Supplied text
Range day!
I decided I needed a little range time ot keep from using my firearms on other things, and i wanted to confirm what my coalburner was going to do after a year of idleness, so I dragged it off to the range and sat down for some shooting.
First of all, I realized I had forgotten not only my targets, but my spotting scope. After a few moments of rummaging in the truck, I managed to find a couple unmarked pieces of cardboard and two lonely shoot-n-C dots.
So i hung my piece of cardboard, and settled in to burn some coal. I found, to my delight, that not only was the scope still on, I was also still able to put holes where I wanted them. I was shooting within minutes of squirrel, and I only needed minutes of deer. I put nine shots in a three inch circle at 50 yards; anyone who shoots at deer further away than that with a 20″ barrel coalburner is nuts.
Wrapping things up, I managed to BREAK MY DAMNED RAMROD.
I was so pissed I could have screamed.
Anyway, I went to my favorite local spt to try to replace it, and they didn’t have what i wanted, which was the self-extending CVA rod. So I ended up with a cut-to-length aluminum rod.
I also got a right-length birch dowel, nice and straight, and I cut the ends down on a table saw and fitted the old ramrod tips to it. As I was doing so, It dawned on me: I have done this before.
I did it before building my first coalburner, a 40 caliber, years and years ago. I had a friend who set up to make several, so we found stock and drew it out octagonal, draw filed it by hand, stress-relieved and ground it, and bored the barrel. We rifled the barrels by hand, six grooves, .025 deep, .005 per pass, five passes per groove. We put in the breechplugs and fitted curly maple stocks. We also stored cow urine, burned willow stumps for charcoal, and dug sulphur to make our own blackpowder. Bastard shot like crazy. We made five rifles in all. I ended up giving mine away, the guy still has it and loves it, you just can’t use .40 in Indiana to hunt deer.
So every time I get down thinking about the stupidity of the pelosi’s of the world, and the bullshit to come, I think, I can make my own damned guns. I can make my own powder. I can do everything necesary to make a firearm that will be the equal of anyting around.

Exercise prompt
According to the range day post, which ramrod did the writer want to buy but could not find at the local shop? The listing that comes next has nothing to do with the range day post.

Material shown
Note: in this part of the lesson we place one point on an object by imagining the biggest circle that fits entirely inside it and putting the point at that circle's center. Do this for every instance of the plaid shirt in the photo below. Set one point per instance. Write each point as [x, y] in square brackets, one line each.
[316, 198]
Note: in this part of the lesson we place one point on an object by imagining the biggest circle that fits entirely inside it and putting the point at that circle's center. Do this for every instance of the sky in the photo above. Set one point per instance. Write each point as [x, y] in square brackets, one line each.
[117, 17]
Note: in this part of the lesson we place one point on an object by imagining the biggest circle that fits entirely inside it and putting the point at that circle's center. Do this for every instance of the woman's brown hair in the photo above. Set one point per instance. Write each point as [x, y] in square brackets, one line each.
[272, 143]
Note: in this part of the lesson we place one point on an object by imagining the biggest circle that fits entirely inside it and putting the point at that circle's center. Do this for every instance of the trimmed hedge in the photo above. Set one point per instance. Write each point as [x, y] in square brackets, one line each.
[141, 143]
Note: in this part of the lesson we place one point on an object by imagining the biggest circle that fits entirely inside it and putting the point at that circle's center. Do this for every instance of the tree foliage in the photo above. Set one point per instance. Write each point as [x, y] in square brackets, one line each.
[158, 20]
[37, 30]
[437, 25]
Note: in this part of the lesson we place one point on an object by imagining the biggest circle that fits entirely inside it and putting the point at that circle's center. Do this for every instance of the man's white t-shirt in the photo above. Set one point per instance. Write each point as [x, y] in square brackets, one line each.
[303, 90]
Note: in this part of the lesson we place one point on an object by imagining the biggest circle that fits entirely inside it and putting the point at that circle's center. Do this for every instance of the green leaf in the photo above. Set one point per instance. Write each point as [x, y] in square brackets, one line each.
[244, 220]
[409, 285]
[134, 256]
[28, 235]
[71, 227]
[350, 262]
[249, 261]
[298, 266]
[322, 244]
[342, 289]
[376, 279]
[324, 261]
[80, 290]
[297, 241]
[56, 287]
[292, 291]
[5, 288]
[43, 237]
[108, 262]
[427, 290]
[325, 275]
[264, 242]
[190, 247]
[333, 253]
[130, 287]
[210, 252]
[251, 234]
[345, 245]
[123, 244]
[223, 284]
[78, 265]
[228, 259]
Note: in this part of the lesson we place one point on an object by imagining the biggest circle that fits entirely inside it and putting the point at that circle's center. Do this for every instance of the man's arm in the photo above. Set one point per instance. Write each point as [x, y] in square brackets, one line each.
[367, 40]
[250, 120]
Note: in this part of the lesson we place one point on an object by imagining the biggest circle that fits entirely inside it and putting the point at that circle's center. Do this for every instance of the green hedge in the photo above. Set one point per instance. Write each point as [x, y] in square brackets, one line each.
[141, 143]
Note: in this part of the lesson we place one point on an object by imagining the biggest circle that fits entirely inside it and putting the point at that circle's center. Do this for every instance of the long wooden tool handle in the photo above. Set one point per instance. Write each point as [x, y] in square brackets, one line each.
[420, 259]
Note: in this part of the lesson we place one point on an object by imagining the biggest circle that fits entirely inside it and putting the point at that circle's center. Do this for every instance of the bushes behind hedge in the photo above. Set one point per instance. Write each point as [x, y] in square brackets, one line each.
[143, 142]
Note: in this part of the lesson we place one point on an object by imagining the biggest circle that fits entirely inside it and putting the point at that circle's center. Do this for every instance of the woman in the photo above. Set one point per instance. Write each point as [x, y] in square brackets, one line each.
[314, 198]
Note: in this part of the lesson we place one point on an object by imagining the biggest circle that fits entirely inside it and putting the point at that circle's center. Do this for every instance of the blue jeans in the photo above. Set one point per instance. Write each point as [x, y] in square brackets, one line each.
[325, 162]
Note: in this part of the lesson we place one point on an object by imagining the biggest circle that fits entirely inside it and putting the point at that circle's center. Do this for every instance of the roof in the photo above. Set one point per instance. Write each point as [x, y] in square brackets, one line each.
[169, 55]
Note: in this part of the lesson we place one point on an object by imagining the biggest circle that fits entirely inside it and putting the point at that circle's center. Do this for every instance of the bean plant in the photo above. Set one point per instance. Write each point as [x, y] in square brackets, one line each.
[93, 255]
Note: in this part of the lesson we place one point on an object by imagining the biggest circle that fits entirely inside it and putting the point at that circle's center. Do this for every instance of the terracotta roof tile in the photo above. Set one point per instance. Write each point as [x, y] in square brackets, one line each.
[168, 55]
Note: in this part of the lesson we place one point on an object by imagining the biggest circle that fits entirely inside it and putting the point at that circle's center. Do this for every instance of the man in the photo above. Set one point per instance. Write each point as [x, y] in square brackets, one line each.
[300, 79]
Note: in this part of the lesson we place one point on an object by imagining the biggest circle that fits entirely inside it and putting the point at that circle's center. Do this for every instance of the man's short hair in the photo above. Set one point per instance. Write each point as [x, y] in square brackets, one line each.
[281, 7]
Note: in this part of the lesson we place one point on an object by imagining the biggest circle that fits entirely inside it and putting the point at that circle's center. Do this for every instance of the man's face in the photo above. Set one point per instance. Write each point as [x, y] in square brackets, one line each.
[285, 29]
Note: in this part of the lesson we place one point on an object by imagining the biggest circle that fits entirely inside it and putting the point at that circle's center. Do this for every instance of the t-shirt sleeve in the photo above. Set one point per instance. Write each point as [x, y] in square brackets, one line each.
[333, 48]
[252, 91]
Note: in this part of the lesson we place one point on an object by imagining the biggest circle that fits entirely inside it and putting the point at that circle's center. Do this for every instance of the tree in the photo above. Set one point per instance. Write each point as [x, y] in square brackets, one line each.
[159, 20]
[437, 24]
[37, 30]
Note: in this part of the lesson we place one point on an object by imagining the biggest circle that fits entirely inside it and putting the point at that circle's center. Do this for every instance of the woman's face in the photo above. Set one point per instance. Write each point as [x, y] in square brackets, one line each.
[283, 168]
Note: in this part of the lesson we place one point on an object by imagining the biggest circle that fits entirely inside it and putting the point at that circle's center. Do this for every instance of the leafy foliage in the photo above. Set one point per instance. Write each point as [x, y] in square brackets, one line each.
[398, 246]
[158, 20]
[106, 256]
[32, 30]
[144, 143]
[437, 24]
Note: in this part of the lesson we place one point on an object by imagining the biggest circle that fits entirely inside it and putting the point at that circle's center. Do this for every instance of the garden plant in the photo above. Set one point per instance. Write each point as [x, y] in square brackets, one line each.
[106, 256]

Solution to this task
The self-extending CVA rod.